▶ _Extract_:

►

TBI SoS – Speaking of the support of a caring community

Note: I am currently writing a full-length work on Restoring a Sense Of Self after TBI, and I am posting the sections here as I write them (click here to go there now).

I recently had occasion to listen to a tribute to an individual who had passed away recently, and one of the most notable things that was said about them was, “They had a clear sense of self.”

Needless to say, my ears perked up, and I paid very close attention. What I gathered from that tribute, as well as the other speakers at the memorial service, was that this person’s sense of self was central to their place in their community — church, school, and beyond. It was the thing that made them both part of the whole, and a distinct and separate individual.

When it comes to TBI recovery, there are very few elements more important than one’s connections with other people. We are by nature social creatures. Our brains are social organs. So much of what we do and are is geared towards interacting with other people, and when we’re denied or deprived of that interaction, disruptions and disorders can follow.

◄

▶ _Given information_:
►

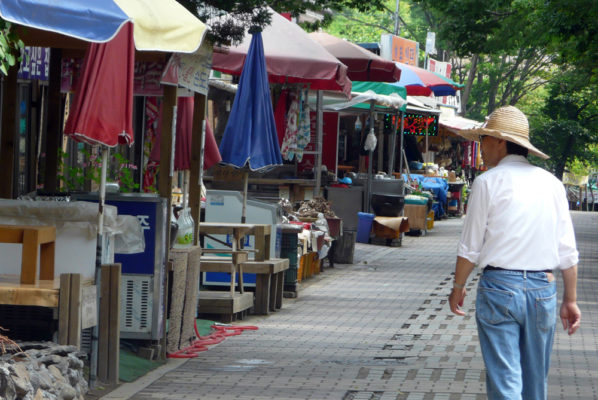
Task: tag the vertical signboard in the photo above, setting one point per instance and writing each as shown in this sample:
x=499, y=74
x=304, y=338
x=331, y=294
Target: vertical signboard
x=399, y=49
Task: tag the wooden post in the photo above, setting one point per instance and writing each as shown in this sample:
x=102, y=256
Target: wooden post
x=199, y=114
x=54, y=118
x=179, y=259
x=169, y=101
x=8, y=131
x=69, y=310
x=109, y=324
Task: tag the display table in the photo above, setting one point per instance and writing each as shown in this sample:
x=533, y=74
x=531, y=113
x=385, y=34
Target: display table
x=238, y=231
x=235, y=261
x=36, y=241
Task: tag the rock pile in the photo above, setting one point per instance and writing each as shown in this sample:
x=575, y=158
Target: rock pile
x=43, y=371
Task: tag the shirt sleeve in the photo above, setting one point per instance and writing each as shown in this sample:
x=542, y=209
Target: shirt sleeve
x=568, y=254
x=474, y=228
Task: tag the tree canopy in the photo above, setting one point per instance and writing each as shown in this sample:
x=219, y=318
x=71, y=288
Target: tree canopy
x=230, y=19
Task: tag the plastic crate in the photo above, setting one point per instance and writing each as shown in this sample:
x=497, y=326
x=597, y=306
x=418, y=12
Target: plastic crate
x=289, y=241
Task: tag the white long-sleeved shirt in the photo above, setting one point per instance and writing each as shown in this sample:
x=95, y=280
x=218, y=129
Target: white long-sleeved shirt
x=518, y=218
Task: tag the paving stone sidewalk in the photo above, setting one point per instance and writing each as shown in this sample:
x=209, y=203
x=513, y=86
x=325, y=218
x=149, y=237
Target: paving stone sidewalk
x=381, y=329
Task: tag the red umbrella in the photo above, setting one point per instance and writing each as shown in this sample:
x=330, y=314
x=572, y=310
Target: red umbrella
x=102, y=112
x=362, y=65
x=291, y=57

◄

▶ _Assigned task 1_: In the TBI post, what was said about the person honored in the tribute?
▶ _Assigned task 2_: In the TBI post, what does the final paragraph say about people's social nature and their connections with others? List every statement.
▶ _Assigned task 3_: Could you pick up the TBI post after its last sentence and continue it?
The listing has nothing to do with the TBI post.

▶ _Answer 1_: "They had a clear sense of self."

▶ _Answer 2_:
- Very few elements in TBI recovery are more important than one's connections with other people.
- We are by nature social creatures.
- Our brains are social organs.
- So much of what we do and are is geared towards interacting with other people.
- When we're denied or deprived of that interaction, disruptions and disorders can follow.

▶ _Answer 3_:
It’s my personal belief that much of the mental illness and logistical dysfunction that comes in the wake of TBI is rooted in social isolation, or a growing alienation from the world around us. TBI can make it next to impossible to work with others, or for others to work with us. Mood disruptions, unexpected outbursts, agitation, fatigue, difficulties paying attention and remembering what people are saying to us, all contribute to this, as do physical issues like light and noise sensitivities.

But we need to be around people to get better. We need feedback from others to understand how well our strategies are working. We need to have models and examples to follow. We need people. And when we pull (or are pushed) away from those situations because of our difficulties, we lose important opportunities to modify our behavior to become more functional, and recover from our injuries.

If you don’t have a clear sense of self, dealing with others can be very difficult. It puts you on edge, first of all, and that doesn’t help you interact productively with others. It also doesn’t give others much to work with. Interacting with someone who doesn’t know who they are is a little like climbing up an icy hill. If a person doesn’t have clearly distinguishable unique characteristics — opinions, beliefs, tastes, thoughts, etc. — there’s nothing for other people to “hang onto” socially, and the interactions can get slippery. And then there’s more agitation, more irritation, more difficulty. You’re like a ship with a broken rudder tossed about in the stormy seas. You don’t have anything to guide you, anything to steer yourself in the right direction.

Not having a clear sense of self is not much help at all.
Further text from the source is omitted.